Data to use:
------------------------------------------------------------
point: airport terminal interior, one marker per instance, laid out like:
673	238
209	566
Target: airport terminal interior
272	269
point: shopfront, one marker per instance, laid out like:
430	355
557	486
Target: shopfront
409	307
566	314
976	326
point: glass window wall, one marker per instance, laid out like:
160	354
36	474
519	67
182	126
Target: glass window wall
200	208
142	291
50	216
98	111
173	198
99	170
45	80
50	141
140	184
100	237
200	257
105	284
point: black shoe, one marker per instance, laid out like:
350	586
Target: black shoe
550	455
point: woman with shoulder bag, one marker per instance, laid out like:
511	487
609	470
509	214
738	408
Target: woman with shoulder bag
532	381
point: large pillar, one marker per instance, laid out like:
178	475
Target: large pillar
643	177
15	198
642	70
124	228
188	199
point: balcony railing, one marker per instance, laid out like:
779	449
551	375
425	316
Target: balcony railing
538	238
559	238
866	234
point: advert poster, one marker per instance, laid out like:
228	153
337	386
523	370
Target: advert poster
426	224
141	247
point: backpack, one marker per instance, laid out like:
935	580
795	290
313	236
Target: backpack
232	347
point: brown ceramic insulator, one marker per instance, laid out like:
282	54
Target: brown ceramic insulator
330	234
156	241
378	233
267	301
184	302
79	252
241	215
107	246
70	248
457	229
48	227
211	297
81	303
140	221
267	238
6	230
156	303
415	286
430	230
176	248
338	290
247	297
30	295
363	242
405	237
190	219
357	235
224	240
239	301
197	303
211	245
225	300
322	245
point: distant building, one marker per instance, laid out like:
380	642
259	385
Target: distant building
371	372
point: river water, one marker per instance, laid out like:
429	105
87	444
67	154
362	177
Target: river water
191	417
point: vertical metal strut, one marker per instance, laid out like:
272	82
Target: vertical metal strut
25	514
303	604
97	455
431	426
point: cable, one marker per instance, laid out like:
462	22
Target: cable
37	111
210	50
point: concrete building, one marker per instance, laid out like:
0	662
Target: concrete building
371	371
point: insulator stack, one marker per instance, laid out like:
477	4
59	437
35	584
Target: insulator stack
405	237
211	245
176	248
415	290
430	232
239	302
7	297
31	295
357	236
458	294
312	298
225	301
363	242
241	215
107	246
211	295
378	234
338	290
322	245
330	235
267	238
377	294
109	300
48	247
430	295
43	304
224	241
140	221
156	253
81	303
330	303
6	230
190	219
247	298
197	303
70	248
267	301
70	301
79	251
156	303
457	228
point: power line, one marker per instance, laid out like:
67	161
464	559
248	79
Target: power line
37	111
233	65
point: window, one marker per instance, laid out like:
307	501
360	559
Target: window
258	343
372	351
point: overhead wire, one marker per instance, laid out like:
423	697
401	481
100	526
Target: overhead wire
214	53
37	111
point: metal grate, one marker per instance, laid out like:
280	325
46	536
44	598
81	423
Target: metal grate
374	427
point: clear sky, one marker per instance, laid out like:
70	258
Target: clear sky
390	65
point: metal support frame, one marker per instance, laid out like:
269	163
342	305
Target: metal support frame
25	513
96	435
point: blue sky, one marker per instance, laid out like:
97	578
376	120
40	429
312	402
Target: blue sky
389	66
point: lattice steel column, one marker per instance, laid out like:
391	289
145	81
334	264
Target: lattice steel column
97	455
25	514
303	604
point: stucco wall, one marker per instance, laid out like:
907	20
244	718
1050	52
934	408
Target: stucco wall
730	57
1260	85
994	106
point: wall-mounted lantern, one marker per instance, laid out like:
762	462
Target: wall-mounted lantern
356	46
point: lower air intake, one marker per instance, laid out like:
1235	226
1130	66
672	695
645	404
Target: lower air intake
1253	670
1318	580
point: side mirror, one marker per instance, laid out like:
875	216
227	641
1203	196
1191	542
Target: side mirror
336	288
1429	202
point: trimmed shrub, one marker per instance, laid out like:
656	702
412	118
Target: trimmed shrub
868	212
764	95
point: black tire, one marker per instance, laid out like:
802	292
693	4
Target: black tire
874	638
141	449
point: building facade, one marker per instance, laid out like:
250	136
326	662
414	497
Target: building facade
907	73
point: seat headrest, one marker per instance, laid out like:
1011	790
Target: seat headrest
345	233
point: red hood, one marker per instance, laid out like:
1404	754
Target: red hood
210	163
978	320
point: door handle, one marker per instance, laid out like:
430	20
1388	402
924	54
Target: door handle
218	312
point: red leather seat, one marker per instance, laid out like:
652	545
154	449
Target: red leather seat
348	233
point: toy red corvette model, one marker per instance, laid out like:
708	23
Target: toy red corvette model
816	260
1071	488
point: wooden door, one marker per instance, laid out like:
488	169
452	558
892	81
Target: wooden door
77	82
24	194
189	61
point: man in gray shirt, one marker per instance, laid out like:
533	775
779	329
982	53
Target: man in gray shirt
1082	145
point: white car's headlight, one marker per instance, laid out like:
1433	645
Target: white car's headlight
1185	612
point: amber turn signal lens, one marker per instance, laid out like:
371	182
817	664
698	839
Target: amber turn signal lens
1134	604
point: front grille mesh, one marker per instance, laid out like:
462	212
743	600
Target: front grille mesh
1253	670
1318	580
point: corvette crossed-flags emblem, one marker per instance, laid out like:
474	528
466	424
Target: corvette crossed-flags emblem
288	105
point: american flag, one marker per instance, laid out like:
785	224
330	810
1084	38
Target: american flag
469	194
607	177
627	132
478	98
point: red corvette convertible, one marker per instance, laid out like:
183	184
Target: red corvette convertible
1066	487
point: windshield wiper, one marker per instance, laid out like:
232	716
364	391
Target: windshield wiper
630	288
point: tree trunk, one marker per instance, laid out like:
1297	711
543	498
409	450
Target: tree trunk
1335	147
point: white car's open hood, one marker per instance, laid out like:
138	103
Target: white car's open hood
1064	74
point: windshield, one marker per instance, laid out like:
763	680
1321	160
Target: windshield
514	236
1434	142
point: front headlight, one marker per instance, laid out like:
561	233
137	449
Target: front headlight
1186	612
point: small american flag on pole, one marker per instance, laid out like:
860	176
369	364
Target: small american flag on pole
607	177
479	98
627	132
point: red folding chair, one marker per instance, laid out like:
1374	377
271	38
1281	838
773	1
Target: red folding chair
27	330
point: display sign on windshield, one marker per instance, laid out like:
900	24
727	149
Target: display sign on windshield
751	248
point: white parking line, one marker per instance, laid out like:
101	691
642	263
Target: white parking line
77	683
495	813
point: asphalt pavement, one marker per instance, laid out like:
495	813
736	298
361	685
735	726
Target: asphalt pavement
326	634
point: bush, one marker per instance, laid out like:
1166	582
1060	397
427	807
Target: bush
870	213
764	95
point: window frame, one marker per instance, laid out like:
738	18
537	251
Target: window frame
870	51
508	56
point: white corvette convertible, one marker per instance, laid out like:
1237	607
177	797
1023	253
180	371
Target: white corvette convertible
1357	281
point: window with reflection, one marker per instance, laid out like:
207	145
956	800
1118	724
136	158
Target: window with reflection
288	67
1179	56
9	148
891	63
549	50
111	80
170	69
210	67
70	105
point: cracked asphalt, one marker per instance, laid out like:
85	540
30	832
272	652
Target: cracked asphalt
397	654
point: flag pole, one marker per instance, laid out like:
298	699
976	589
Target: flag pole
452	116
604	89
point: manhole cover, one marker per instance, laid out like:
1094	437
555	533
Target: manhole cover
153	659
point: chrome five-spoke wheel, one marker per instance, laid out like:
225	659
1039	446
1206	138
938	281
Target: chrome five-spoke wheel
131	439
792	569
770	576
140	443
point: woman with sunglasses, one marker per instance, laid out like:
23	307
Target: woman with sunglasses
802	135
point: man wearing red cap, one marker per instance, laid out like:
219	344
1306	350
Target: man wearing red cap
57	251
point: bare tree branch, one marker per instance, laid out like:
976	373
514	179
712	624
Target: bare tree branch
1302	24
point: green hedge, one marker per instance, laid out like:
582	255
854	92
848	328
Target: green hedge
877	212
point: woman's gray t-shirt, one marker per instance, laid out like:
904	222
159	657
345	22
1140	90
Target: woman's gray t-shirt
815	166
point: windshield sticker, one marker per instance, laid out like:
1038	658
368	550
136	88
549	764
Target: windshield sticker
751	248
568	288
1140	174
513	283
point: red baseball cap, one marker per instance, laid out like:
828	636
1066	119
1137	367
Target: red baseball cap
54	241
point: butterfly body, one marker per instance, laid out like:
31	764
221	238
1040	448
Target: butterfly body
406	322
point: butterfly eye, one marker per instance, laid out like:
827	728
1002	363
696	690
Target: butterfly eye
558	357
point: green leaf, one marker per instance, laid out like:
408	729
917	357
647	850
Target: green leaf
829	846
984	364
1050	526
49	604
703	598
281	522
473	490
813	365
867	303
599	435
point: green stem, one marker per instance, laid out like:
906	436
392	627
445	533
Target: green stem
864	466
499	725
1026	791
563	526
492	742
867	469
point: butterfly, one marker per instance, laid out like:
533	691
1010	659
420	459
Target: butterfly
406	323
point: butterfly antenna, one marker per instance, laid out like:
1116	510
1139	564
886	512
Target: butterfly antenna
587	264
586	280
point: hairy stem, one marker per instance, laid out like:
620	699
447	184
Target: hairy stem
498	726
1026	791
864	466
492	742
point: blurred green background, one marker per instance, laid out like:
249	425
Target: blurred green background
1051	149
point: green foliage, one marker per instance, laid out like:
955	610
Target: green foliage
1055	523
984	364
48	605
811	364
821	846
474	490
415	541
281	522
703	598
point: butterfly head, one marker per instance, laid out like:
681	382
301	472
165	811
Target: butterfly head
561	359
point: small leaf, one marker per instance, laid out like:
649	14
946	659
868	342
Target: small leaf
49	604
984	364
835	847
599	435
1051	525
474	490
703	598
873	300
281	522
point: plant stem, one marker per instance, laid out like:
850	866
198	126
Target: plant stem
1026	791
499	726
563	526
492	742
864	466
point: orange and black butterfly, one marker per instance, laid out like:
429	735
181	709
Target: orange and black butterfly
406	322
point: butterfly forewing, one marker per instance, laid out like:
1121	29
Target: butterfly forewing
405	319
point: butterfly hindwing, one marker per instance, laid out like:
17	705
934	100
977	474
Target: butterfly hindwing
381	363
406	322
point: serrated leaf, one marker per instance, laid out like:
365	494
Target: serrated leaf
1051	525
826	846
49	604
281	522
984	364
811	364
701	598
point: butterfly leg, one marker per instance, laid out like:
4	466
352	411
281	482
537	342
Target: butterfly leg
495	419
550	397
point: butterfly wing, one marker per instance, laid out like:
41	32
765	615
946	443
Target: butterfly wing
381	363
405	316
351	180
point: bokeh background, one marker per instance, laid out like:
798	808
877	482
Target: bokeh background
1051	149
------------------------------------------------------------
Return the lines beginning at the one that contains "point: small leaf, one" and continuing through the last line of the data, exactly as they stand and without any others.

point: small leaf, one marker per instance, laid out like:
649	14
946	659
868	342
Target: small leaf
49	604
984	364
835	847
599	435
1051	525
474	490
703	598
873	300
281	522
point: plant stem, one marker per instance, laid out like:
850	866
198	126
Target: plant stem
1026	791
499	726
563	526
492	742
864	466
point: orange and black butterfly, one marker per instance, laid out like:
429	735
181	709
Target: orange and black butterfly
406	322
point: butterfly forewing, one marker per instance, laid out like:
1121	29
Target: butterfly forewing
405	319
point: butterfly hindwing, one marker per instance, laid out like:
17	705
934	100
977	474
Target: butterfly hindwing
381	363
406	322
point: serrated leaf, one marker per instance, laid out like:
365	494
Target: serrated leaf
1051	525
826	846
49	604
281	522
984	364
811	364
701	598
point: butterfly leg, one marker per instance, laid out like:
4	466
352	411
281	482
537	342
Target: butterfly leg
495	419
550	397
point: butterfly wing, one marker per instance, laid out like:
41	32
765	615
946	443
Target: butterfly wing
381	363
405	316
351	180
point: bokeh background, one marker per instance, laid out like:
798	808
877	482
Target: bokeh background
1051	149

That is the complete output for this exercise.